__Texto em estudo__.
De todos os artigos póstumos que eu fiz até agora este aqui foi o mais difícil. E me refiro a todo o processo, desde a decisão de falar sobre o falecido até a redação final. Entretanto, aprendi lendo sobre jornalismo cultural e outras áreas da mídia, que nem sempre é possível homenagear somente àqueles em quem acreditamos em gênero, número e grau. Às vezes, aqueles de quem discordamos em muitos aspectos também fazem parte de nossa formação cultural e, por isso, é preciso falar sobre eles.
Refiro-me à crítico de cinema Rubens Ewald Filho que nos deixou nos últimos dias.
É difícil para mim elogiar totalmente ou reclamar totalmente de uma pessoa como Rubens Ewald Filho. No final das contas, a conclusão a que chego é a de que ele dividiu opiniões a maior parte do tempo enquanto exercia o seu ofício.

__Dados registrados__.
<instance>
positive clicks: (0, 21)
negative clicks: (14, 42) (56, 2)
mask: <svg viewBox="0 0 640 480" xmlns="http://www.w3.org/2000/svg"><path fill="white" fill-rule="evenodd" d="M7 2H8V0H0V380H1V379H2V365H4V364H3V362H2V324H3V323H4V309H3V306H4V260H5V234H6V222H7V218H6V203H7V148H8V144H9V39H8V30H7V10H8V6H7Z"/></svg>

__Instruções do exercício__.
Por favor, diga qual era o ofício de Rubens Ewald Filho, segundo o texto em estudo.

__Espaço da resposta__.
Ele era crítico de cinema.